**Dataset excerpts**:
════════
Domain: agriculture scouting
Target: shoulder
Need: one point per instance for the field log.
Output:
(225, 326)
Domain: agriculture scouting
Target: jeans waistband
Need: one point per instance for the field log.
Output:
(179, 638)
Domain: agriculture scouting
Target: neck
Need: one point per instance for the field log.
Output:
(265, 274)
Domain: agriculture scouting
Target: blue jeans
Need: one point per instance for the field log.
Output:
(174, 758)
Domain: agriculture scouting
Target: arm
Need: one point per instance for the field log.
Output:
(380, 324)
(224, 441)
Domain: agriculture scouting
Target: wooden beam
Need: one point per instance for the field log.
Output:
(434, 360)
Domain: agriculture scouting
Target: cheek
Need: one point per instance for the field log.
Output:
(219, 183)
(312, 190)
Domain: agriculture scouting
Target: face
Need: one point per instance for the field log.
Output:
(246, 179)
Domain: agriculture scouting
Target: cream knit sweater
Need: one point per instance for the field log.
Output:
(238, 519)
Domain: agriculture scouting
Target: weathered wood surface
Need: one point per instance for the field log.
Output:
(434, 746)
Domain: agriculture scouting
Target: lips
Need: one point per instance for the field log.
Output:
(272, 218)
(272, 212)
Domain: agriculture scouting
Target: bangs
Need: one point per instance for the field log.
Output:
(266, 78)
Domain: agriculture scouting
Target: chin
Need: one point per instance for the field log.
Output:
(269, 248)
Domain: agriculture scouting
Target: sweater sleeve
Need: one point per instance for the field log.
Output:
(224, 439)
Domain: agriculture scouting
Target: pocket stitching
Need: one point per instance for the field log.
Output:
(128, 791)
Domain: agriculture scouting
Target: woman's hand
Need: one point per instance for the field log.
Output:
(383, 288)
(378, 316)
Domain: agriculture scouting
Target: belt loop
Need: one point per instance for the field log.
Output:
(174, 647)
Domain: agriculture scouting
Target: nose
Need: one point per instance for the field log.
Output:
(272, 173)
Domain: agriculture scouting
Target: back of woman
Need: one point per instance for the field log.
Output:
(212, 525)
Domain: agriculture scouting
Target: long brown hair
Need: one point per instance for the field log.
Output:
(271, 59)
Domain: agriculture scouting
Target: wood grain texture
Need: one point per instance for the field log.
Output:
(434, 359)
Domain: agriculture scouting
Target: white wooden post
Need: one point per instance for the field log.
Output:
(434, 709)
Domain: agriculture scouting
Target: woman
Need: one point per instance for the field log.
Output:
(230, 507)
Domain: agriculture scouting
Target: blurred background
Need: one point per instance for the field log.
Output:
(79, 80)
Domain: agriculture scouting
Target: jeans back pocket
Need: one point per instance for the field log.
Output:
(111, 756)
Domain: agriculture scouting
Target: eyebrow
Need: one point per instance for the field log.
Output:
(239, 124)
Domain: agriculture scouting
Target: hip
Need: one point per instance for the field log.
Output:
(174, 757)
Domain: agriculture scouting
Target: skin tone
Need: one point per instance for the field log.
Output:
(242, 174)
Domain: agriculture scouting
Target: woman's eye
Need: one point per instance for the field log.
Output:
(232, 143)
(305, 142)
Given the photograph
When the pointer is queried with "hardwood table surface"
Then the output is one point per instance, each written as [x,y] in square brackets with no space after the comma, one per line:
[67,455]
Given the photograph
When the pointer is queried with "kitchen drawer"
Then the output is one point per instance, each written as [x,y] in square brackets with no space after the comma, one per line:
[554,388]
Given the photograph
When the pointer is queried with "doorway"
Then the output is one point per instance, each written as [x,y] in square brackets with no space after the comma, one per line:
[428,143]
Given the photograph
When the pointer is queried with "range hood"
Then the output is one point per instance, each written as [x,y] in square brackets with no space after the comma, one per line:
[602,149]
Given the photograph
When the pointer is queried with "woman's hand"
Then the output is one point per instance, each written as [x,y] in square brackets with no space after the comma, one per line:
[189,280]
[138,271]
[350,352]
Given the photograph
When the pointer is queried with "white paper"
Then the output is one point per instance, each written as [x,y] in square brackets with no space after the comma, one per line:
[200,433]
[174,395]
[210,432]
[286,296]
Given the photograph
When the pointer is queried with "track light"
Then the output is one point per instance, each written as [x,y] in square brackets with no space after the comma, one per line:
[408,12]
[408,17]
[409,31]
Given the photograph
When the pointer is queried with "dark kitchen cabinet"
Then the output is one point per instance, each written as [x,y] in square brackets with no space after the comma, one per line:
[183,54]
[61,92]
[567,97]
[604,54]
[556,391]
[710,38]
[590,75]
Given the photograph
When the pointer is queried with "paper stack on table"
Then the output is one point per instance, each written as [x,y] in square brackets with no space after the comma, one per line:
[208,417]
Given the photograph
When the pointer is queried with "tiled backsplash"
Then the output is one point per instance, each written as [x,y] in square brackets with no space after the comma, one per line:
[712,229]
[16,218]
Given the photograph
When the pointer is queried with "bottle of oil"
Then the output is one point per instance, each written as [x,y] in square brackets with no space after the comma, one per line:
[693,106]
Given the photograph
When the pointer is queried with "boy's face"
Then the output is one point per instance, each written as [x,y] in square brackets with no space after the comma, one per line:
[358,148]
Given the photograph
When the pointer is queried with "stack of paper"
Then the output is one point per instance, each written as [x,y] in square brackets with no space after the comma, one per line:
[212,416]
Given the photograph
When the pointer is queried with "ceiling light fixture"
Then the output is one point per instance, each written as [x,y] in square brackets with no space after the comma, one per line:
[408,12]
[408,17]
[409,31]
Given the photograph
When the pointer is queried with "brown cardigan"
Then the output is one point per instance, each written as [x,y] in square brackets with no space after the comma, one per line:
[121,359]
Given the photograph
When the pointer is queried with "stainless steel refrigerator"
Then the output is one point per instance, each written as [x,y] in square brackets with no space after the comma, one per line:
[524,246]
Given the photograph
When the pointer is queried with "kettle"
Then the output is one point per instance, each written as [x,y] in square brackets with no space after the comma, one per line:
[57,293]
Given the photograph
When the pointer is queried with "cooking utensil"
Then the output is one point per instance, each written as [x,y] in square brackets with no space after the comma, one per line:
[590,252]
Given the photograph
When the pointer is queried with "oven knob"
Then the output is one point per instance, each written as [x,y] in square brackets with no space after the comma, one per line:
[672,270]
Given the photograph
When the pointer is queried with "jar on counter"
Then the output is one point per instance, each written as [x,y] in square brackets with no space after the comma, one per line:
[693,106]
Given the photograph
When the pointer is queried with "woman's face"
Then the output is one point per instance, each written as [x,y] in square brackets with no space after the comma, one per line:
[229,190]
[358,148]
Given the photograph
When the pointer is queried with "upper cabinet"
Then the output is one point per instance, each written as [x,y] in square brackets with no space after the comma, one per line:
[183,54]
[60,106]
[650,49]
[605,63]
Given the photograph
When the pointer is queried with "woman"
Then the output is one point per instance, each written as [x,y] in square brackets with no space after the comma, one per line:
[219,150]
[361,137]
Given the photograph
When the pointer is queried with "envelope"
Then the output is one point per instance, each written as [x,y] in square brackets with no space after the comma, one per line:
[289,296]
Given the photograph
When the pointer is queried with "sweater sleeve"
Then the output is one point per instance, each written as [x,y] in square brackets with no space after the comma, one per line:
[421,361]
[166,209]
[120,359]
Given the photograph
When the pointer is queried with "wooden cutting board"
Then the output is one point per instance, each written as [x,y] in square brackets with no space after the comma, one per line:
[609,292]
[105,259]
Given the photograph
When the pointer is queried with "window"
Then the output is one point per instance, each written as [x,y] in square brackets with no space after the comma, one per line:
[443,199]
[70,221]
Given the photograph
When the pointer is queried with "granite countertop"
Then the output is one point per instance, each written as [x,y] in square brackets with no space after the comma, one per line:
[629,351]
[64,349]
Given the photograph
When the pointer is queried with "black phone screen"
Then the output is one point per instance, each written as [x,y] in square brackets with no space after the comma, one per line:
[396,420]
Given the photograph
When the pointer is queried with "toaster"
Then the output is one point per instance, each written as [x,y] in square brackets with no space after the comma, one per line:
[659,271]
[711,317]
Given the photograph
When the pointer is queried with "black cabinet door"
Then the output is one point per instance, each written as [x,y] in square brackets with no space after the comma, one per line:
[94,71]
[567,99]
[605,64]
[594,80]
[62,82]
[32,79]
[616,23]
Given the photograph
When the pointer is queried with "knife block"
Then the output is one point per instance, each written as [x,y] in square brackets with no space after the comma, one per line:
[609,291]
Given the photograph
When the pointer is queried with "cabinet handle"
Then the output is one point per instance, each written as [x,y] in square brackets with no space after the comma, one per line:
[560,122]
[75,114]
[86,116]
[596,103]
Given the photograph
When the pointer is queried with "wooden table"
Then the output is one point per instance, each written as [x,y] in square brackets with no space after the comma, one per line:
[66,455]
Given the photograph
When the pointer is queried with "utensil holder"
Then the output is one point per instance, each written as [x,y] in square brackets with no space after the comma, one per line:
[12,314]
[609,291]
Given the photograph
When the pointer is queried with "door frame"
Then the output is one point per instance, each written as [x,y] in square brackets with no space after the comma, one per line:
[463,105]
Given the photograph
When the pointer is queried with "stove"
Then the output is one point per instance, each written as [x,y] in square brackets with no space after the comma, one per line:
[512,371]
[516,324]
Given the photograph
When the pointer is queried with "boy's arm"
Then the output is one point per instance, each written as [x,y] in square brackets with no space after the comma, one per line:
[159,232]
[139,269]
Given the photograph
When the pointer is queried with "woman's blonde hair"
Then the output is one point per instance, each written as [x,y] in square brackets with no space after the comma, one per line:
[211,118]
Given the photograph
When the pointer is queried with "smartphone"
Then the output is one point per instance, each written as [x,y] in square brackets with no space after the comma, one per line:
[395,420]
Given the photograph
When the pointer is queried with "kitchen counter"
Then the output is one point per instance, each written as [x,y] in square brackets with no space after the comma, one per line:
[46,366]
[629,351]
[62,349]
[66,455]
════════
**Problem to solve**:
What lines in the entries contain "stack"? Report each one by copying it.

**Exercise solution**:
When the pointer is queried with "paper stack on table"
When the pointer is queried with "stack of paper"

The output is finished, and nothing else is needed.